── Data records ──

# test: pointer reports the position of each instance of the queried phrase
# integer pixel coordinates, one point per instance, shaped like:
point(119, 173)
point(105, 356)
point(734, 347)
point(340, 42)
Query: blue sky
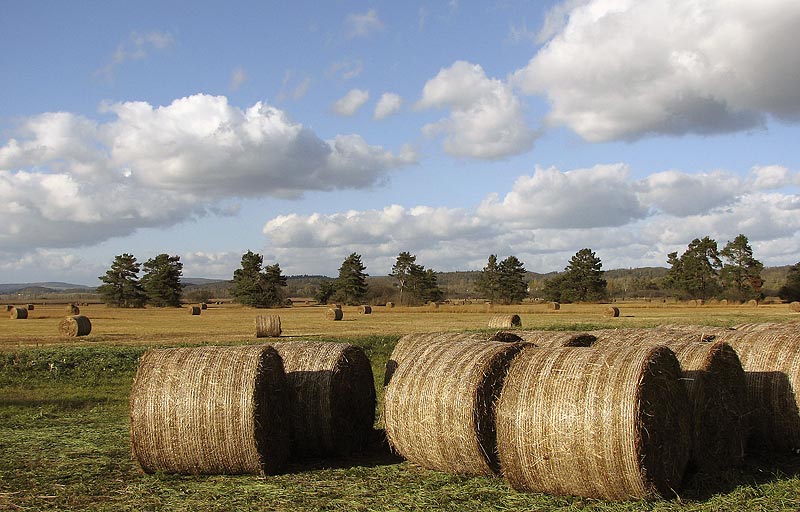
point(453, 130)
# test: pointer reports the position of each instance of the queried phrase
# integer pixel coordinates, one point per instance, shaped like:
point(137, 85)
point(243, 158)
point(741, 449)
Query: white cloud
point(486, 119)
point(388, 105)
point(137, 47)
point(349, 104)
point(363, 25)
point(68, 181)
point(622, 69)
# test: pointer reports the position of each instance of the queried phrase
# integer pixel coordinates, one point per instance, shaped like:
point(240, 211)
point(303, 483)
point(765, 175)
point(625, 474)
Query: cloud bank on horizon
point(606, 71)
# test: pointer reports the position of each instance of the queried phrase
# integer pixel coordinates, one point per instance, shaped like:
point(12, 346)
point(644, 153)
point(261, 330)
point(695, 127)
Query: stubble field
point(64, 441)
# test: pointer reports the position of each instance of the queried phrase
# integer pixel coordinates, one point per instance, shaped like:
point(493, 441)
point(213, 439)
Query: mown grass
point(64, 445)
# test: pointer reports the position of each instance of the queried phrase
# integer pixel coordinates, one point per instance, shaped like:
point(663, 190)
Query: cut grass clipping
point(611, 424)
point(211, 410)
point(439, 405)
point(333, 406)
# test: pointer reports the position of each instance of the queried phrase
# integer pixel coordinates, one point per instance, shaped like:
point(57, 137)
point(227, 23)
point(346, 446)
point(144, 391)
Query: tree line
point(702, 271)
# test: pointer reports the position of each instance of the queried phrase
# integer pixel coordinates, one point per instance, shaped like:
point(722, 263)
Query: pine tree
point(121, 285)
point(162, 280)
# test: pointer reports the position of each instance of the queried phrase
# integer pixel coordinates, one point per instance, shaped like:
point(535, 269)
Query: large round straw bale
point(213, 410)
point(334, 396)
point(77, 325)
point(19, 313)
point(268, 326)
point(611, 424)
point(505, 321)
point(551, 339)
point(439, 405)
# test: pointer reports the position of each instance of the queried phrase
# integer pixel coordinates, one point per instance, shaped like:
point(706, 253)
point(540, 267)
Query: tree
point(489, 280)
point(511, 284)
point(257, 287)
point(741, 272)
point(121, 285)
point(351, 285)
point(162, 280)
point(791, 290)
point(696, 272)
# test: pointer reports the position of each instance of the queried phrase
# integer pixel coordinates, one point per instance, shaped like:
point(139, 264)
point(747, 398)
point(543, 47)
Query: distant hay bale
point(268, 326)
point(552, 339)
point(334, 396)
point(439, 405)
point(505, 321)
point(210, 410)
point(610, 424)
point(73, 326)
point(19, 313)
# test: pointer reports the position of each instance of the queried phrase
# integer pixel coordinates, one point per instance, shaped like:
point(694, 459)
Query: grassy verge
point(65, 446)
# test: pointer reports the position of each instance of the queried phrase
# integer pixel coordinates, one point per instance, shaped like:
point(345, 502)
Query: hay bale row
point(210, 410)
point(18, 313)
point(334, 396)
point(505, 321)
point(77, 325)
point(611, 424)
point(268, 326)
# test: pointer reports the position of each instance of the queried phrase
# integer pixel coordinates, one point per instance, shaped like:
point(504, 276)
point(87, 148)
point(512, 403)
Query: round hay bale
point(268, 326)
point(505, 321)
point(439, 405)
point(334, 314)
point(73, 326)
point(19, 313)
point(552, 339)
point(210, 410)
point(610, 424)
point(334, 396)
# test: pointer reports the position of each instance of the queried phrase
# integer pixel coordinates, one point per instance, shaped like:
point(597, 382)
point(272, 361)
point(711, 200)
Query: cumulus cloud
point(388, 105)
point(349, 104)
point(547, 216)
point(616, 69)
point(486, 119)
point(68, 181)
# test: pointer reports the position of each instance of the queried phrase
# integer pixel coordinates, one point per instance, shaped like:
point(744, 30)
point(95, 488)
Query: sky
point(306, 131)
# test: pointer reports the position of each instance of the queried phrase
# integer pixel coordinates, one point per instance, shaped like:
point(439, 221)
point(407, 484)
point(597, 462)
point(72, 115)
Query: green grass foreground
point(64, 445)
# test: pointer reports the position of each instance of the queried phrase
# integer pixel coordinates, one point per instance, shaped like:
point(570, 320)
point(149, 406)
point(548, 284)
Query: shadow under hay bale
point(73, 326)
point(505, 321)
point(18, 313)
point(268, 326)
point(333, 407)
point(439, 405)
point(210, 410)
point(610, 424)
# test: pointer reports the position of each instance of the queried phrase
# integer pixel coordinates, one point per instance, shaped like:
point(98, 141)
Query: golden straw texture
point(610, 424)
point(213, 410)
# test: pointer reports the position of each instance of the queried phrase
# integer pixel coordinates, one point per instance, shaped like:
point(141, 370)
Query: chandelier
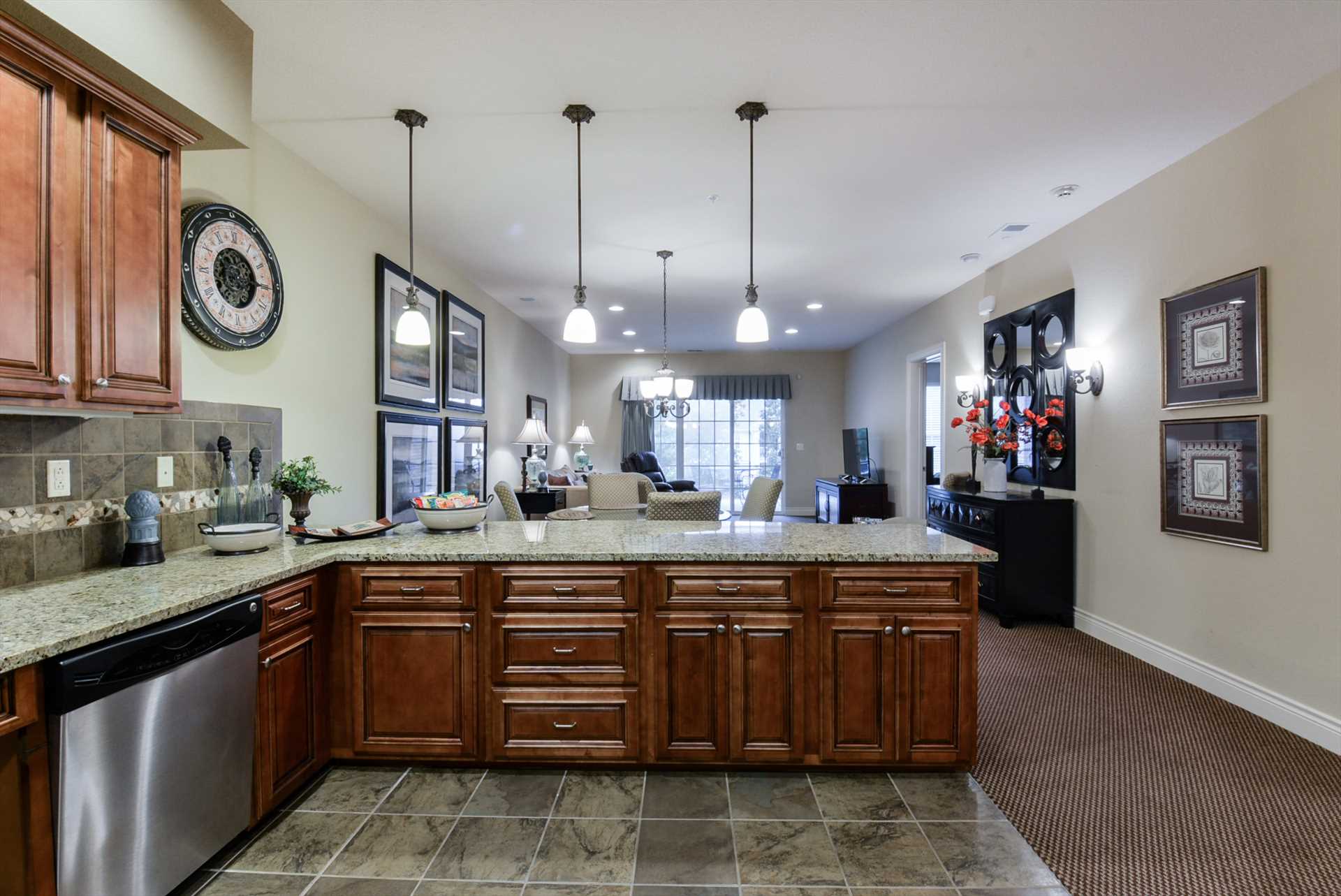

───

▶ **Exercise**
The expected answer is an exact copy of the lines above, beginning at the line with "point(644, 153)" and ending at the line with "point(663, 190)", with both ends in.

▶ **Expected answer**
point(644, 153)
point(261, 330)
point(695, 127)
Query: stubble field
point(64, 441)
# test: pointer reports the position of each instance of the queried phrase
# integer pixel coordinates, one point per instance, shaped like:
point(493, 441)
point(213, 439)
Query: mown grass
point(64, 445)
# test: pointer reports the position of each instance of the queried phrase
# integer pixel coordinates, one point per instance, shaped like:
point(663, 190)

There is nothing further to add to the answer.